# Start of Supplied entries
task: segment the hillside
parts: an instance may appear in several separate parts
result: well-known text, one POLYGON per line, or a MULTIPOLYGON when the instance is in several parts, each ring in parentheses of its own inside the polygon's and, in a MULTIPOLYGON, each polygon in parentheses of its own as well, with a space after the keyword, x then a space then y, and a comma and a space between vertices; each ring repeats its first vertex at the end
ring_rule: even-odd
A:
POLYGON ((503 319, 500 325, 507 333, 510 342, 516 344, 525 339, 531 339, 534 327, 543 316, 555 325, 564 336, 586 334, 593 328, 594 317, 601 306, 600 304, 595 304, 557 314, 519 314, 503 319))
# End of Supplied entries
# Start of Supplied entries
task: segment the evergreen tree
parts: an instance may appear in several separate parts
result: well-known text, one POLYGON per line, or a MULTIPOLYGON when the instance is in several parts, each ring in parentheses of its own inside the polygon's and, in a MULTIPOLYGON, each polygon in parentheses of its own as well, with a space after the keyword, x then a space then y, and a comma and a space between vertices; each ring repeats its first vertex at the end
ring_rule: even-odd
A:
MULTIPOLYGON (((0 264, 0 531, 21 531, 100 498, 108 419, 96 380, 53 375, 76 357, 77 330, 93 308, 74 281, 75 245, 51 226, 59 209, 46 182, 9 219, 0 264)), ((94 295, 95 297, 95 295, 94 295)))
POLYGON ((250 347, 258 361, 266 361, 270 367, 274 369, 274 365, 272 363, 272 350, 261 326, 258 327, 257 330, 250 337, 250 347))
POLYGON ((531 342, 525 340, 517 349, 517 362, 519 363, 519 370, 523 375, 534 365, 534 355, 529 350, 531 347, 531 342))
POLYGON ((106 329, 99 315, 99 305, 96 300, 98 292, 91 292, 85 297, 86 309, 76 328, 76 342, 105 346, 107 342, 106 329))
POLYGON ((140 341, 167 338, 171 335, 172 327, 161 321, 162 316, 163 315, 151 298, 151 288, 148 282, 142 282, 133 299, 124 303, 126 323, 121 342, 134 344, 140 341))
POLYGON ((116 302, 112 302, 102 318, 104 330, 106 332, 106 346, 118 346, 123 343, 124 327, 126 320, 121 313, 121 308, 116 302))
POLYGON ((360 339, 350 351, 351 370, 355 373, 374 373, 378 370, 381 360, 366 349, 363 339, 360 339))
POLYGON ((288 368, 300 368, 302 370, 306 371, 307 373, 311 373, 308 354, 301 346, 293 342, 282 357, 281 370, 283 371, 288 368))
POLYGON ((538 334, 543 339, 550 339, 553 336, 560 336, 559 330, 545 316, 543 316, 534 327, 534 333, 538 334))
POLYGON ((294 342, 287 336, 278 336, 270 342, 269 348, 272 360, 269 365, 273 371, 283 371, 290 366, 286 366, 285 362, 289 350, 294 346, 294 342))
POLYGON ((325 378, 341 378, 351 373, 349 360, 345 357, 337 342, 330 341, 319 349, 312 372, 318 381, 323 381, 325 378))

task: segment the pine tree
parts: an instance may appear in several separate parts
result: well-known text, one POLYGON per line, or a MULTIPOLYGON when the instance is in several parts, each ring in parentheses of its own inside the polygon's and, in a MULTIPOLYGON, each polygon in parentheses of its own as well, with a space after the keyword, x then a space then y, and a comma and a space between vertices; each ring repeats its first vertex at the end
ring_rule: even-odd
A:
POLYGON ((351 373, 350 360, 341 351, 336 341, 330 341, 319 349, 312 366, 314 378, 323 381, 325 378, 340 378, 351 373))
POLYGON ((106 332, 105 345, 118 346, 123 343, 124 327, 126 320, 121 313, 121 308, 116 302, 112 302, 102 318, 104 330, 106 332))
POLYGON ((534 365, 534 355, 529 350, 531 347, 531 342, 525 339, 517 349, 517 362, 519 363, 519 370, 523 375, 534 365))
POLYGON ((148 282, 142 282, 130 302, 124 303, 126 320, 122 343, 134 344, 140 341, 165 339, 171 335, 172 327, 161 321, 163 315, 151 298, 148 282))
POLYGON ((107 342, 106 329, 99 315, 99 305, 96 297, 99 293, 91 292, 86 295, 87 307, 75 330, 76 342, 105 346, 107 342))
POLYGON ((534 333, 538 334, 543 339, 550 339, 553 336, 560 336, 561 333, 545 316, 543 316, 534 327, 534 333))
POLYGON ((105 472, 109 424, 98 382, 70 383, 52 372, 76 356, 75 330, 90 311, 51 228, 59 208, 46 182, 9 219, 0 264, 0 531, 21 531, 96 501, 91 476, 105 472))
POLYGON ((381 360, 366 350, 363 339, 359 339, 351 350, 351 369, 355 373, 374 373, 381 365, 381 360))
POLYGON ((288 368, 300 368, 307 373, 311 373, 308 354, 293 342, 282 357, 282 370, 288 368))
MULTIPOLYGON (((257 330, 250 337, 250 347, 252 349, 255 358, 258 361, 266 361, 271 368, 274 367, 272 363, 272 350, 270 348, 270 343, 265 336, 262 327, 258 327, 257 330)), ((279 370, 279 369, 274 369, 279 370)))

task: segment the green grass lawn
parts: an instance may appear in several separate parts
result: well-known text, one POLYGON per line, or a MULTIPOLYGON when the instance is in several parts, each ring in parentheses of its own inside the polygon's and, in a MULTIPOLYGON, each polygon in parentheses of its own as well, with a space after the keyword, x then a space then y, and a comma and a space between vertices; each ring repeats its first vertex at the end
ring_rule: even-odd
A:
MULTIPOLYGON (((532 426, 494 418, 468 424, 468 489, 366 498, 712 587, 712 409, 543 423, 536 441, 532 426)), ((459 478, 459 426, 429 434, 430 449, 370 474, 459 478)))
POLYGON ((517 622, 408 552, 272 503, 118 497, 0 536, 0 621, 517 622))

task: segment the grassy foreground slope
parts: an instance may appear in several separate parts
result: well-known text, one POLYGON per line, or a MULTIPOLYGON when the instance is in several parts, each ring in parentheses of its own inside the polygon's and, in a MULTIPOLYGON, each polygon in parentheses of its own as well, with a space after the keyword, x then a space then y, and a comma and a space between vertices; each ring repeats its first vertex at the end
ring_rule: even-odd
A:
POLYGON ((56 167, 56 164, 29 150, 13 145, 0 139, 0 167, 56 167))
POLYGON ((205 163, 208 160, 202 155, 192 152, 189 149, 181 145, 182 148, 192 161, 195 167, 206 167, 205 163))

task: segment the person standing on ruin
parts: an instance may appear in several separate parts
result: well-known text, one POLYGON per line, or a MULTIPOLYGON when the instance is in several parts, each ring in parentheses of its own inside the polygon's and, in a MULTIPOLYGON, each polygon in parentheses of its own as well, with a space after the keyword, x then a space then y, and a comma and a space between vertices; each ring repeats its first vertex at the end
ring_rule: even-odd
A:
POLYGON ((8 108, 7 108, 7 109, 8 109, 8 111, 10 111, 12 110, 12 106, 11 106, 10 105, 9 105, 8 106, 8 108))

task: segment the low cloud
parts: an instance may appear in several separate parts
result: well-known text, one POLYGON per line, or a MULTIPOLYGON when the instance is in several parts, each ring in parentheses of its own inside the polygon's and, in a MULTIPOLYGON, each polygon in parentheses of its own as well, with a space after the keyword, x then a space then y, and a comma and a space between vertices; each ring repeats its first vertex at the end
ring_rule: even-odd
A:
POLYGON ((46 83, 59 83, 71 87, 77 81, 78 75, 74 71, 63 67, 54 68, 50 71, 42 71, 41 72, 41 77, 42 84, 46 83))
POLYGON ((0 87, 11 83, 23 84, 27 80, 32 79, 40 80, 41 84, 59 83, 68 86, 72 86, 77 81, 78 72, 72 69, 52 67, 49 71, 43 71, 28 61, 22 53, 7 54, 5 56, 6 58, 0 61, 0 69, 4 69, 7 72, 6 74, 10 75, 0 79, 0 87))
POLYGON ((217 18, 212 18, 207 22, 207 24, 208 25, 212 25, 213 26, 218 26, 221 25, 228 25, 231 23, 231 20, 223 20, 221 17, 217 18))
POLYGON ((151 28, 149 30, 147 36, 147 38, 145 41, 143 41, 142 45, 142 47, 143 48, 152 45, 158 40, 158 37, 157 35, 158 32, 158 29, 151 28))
# End of Supplied entries
# Start of Supplied entries
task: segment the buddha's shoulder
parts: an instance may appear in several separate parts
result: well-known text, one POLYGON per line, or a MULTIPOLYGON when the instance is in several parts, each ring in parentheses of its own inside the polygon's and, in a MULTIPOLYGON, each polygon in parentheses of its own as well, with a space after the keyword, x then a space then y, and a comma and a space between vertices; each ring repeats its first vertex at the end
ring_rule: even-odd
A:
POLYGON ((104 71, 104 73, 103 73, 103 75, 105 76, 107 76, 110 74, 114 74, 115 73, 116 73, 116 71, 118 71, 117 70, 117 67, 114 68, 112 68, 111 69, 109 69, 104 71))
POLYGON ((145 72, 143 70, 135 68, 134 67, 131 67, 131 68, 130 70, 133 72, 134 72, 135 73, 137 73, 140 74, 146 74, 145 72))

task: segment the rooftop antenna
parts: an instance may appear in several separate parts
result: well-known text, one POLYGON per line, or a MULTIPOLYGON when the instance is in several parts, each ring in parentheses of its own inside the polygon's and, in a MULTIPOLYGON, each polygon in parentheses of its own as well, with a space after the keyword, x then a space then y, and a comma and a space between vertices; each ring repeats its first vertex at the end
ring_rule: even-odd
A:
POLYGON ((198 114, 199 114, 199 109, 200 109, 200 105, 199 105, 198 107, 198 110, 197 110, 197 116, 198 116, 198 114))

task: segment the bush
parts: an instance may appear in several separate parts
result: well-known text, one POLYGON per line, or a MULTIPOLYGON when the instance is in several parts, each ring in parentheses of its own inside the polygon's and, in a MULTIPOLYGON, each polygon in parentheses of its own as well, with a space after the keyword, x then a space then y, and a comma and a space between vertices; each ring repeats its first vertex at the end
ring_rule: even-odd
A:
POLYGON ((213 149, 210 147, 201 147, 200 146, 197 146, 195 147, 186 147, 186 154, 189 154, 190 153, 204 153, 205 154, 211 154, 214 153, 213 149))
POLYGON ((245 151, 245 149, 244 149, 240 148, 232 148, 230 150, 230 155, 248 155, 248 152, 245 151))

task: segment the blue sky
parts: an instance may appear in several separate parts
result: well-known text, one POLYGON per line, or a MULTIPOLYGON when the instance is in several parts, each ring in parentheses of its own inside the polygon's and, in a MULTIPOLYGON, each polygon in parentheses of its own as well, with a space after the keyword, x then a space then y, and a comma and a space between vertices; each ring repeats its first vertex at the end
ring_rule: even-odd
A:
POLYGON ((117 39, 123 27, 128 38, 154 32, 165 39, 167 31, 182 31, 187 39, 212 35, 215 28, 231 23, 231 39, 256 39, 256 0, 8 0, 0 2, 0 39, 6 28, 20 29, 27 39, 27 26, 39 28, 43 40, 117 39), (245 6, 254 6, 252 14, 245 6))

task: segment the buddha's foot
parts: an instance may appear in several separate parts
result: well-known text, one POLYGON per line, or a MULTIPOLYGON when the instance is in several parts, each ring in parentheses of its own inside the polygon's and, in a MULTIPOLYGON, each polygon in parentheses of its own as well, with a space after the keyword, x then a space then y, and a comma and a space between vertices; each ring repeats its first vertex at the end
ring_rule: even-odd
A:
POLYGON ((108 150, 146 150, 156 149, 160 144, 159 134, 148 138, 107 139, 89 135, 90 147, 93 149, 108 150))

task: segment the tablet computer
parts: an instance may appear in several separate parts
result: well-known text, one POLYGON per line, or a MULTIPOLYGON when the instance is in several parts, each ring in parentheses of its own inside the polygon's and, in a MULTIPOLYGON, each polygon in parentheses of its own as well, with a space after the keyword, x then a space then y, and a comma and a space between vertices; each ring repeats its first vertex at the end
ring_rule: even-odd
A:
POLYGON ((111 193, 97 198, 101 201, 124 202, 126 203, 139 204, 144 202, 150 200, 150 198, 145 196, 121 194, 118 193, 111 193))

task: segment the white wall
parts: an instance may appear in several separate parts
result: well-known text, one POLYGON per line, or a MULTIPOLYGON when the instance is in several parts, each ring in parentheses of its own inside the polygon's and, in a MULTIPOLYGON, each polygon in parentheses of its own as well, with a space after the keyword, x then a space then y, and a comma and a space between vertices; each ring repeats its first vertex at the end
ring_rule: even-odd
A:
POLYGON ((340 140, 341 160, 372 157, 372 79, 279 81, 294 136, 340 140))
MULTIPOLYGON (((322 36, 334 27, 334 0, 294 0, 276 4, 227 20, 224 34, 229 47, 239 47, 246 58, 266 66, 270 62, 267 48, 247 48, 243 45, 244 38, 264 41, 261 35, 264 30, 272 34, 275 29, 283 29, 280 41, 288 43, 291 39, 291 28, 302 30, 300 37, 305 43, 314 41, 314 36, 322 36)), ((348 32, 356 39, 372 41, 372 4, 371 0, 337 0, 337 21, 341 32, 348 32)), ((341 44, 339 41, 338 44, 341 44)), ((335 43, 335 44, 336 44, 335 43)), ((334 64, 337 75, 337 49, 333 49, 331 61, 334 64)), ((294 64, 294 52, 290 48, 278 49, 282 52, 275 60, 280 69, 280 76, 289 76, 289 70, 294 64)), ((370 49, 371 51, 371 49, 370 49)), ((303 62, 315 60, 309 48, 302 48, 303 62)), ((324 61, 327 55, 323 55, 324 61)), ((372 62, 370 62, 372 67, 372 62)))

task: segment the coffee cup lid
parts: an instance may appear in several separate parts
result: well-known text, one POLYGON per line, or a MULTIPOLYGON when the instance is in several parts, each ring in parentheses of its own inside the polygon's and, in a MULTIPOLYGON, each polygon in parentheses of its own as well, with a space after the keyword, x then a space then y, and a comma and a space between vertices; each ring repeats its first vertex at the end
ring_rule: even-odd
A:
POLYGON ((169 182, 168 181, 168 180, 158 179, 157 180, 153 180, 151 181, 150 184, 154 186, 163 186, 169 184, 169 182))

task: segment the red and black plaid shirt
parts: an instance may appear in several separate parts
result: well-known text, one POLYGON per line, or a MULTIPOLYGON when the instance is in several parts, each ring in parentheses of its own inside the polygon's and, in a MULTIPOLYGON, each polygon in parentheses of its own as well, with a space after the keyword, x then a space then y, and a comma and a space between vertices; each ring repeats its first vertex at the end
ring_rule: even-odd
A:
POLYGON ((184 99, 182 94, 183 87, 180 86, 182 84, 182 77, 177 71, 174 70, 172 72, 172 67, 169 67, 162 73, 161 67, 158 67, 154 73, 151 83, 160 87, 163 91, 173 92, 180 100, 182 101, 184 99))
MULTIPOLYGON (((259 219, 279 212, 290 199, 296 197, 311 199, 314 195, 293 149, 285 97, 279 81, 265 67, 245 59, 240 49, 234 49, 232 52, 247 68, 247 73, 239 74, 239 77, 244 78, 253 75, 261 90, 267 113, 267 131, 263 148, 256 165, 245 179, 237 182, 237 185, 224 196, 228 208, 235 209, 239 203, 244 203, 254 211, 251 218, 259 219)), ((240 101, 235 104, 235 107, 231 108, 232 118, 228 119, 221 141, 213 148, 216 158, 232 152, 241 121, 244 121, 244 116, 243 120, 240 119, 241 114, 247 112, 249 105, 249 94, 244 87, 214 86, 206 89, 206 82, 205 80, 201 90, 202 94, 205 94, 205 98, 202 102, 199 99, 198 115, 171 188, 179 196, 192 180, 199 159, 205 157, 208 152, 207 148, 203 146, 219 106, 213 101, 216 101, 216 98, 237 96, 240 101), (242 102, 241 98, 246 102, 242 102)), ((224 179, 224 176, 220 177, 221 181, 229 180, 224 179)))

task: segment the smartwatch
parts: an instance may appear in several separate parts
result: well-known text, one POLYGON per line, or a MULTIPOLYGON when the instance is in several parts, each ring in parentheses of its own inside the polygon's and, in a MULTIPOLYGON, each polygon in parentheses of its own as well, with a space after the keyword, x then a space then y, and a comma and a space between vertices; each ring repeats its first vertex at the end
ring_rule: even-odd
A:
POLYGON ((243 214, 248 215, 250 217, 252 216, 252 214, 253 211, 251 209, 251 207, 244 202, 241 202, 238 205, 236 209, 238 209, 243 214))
# End of Supplied entries
■ Exercise brief
Copy the material again, starting at the line that contains "task: segment the tablet computer" and ending at the line that contains "POLYGON ((111 193, 97", and add 121 to every coordinate in the answers.

■ In response
task: segment the tablet computer
parts: an instance may appear in several separate parts
result: well-known text, one POLYGON per line, or a MULTIPOLYGON when the instance is in several parts, each ring in parentheses of its own inside the polygon's and, in a MULTIPOLYGON, each polygon in parentheses of its own as well, with a space after the keyword, x then a space then y, and a comma and a space between vertices; each ring repeats its first vertex at the end
ring_rule: even-odd
A:
POLYGON ((232 314, 218 319, 222 322, 245 323, 247 324, 260 325, 265 323, 271 321, 271 319, 266 317, 242 315, 239 314, 232 314))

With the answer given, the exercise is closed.